- [YOUR GOAL]: Return every line of the records below verbatim, with no pictures in the copy.

- [DATA LISTING]:
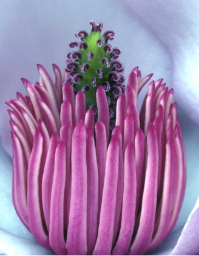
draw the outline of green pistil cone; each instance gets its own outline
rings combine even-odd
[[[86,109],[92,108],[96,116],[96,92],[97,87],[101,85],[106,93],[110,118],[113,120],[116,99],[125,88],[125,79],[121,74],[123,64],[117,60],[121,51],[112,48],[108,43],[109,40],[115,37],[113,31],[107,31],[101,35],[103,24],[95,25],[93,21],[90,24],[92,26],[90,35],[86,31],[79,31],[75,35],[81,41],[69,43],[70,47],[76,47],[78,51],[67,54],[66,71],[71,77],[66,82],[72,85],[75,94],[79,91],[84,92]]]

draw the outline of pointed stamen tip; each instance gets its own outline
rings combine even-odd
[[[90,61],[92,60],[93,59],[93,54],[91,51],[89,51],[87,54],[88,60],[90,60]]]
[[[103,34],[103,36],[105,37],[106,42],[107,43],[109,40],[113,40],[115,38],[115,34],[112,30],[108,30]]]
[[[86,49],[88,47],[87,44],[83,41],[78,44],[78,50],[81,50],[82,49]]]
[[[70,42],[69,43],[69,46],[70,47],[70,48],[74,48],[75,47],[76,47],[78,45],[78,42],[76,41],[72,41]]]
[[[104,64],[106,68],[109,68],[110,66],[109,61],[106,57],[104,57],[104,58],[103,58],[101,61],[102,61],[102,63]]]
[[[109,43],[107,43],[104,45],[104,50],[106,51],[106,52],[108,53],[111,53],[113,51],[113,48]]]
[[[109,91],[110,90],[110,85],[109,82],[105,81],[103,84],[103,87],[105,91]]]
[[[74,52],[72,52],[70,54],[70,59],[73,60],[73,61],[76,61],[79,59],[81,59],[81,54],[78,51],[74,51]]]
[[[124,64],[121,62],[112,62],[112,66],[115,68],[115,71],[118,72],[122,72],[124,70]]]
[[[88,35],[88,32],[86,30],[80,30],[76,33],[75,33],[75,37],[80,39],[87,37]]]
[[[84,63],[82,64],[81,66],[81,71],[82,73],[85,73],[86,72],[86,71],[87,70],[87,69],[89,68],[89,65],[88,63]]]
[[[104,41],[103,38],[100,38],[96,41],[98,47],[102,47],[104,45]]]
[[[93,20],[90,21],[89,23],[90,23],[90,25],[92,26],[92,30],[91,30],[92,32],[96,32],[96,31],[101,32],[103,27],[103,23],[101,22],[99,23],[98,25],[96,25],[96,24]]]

- [TASK SOLUTION]:
draw the outline of green pistil cone; each instance gets its own outline
rings combine even-odd
[[[86,109],[92,108],[96,116],[96,92],[97,87],[101,85],[106,93],[110,118],[113,120],[116,99],[125,88],[125,79],[121,74],[123,64],[117,60],[121,51],[112,48],[108,43],[109,40],[115,37],[113,31],[107,31],[101,35],[103,24],[95,25],[93,21],[90,24],[92,26],[90,35],[86,31],[79,31],[75,35],[81,41],[69,43],[70,47],[76,47],[78,51],[67,54],[66,71],[71,77],[66,82],[72,85],[75,94],[79,91],[84,92]]]

draw the outline of pointed stamen tip; each instance gets its own outline
rings combine even-odd
[[[90,61],[92,60],[93,59],[93,54],[91,51],[89,51],[87,54],[88,60],[90,60]]]
[[[103,34],[103,36],[105,37],[106,42],[107,43],[109,40],[113,40],[115,38],[115,34],[112,30],[108,30]]]
[[[86,49],[88,47],[87,44],[83,41],[78,44],[78,50],[81,50],[82,49]]]
[[[70,42],[69,43],[69,46],[70,47],[70,48],[74,48],[75,47],[76,47],[78,45],[78,42],[76,41],[72,41]]]
[[[104,64],[106,68],[109,68],[110,66],[109,61],[106,57],[104,57],[104,58],[103,58],[101,61],[102,61],[102,63]]]
[[[109,43],[107,43],[104,45],[104,50],[106,51],[106,52],[108,53],[111,53],[113,51],[113,48]]]
[[[109,91],[110,90],[110,85],[109,82],[105,81],[103,84],[103,87],[105,91]]]
[[[74,52],[72,52],[70,54],[70,59],[73,60],[73,61],[76,61],[79,59],[81,59],[81,54],[78,51],[74,51]]]
[[[124,64],[121,62],[112,62],[112,66],[115,68],[115,71],[118,72],[122,72],[124,70]]]
[[[88,35],[88,32],[86,30],[80,30],[76,33],[75,33],[75,37],[80,39],[87,37]]]
[[[84,63],[82,64],[81,66],[81,71],[82,73],[85,73],[86,72],[86,71],[87,70],[87,69],[89,68],[89,65],[88,63]]]
[[[104,41],[103,38],[100,38],[96,41],[98,47],[102,47],[104,45]]]
[[[93,20],[90,21],[89,23],[90,23],[90,25],[92,26],[92,30],[91,30],[92,32],[96,32],[96,31],[101,32],[103,27],[103,23],[101,22],[99,23],[98,25],[96,25],[96,24]]]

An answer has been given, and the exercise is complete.